List every line in the records below that contains the word "mountain".

--- Start ---

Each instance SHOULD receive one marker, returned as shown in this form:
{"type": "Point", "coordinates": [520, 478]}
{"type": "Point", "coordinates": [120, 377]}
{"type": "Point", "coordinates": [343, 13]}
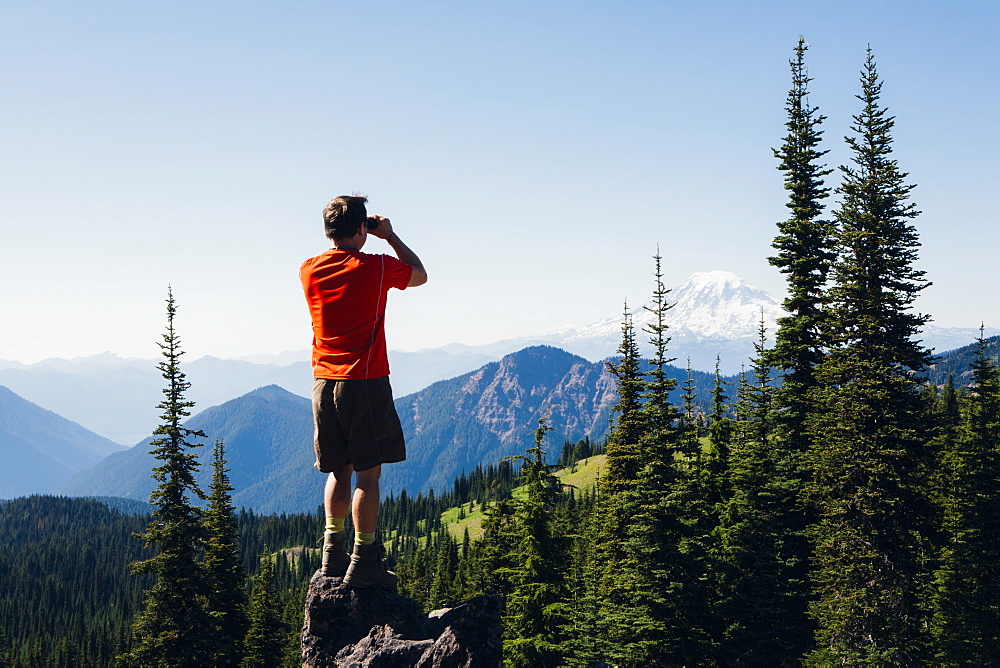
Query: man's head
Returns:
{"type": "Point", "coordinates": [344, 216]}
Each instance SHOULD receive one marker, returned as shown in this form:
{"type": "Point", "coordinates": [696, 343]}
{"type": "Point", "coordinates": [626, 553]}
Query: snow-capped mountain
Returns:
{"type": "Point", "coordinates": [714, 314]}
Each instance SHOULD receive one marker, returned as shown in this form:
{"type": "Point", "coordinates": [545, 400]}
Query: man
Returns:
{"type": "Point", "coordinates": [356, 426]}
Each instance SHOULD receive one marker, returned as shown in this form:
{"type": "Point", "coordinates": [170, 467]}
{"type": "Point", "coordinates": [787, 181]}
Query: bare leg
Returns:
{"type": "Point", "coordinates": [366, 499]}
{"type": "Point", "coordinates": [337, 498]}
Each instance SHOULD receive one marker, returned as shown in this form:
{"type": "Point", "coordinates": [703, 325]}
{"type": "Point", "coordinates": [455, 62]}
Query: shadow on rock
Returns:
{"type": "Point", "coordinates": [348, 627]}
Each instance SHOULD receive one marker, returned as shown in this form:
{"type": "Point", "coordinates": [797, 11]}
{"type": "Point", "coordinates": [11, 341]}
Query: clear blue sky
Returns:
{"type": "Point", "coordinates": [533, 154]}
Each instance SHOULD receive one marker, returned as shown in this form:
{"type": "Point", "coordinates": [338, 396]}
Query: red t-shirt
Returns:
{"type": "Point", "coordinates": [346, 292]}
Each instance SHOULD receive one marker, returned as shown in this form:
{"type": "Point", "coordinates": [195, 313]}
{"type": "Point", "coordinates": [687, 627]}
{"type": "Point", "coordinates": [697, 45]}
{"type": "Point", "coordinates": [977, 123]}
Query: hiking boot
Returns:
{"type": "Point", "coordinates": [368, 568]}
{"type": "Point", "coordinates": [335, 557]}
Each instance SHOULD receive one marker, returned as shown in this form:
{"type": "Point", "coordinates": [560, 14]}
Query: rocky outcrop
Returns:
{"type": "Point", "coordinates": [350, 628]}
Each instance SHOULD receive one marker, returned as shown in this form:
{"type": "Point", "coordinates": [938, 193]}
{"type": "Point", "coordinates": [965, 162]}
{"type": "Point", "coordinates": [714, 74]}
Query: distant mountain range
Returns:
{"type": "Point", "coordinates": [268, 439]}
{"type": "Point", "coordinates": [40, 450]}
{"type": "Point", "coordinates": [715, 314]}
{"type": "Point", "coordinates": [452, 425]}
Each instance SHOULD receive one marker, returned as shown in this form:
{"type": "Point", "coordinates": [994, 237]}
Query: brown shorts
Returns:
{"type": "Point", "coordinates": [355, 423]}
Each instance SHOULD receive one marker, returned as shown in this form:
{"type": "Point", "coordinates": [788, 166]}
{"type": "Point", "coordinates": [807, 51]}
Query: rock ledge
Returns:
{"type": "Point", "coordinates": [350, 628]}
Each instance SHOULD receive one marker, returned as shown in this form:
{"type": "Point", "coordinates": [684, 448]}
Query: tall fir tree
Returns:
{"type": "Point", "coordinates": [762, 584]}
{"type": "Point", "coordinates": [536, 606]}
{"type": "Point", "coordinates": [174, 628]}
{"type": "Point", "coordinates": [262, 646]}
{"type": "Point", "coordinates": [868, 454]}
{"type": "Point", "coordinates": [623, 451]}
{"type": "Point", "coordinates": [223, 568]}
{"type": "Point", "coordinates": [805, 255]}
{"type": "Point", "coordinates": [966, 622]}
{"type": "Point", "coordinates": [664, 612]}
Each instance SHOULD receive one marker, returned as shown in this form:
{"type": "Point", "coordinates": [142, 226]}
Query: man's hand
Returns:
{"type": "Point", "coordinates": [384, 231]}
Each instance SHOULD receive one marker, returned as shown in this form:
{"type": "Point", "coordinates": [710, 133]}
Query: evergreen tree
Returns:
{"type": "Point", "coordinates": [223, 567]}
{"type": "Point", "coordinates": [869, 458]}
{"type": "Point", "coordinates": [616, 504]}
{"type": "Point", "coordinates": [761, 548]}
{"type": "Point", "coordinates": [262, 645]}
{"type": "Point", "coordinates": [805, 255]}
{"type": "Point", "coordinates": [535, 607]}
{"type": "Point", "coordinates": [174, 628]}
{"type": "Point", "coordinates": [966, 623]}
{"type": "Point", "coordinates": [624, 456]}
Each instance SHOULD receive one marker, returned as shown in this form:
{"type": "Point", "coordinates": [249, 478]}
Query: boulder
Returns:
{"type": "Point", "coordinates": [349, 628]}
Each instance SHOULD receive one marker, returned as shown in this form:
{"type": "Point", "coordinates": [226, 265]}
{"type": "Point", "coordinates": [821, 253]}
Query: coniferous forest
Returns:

--- End ---

> Reply:
Query: snow-capped mountain
Query: distant mountain range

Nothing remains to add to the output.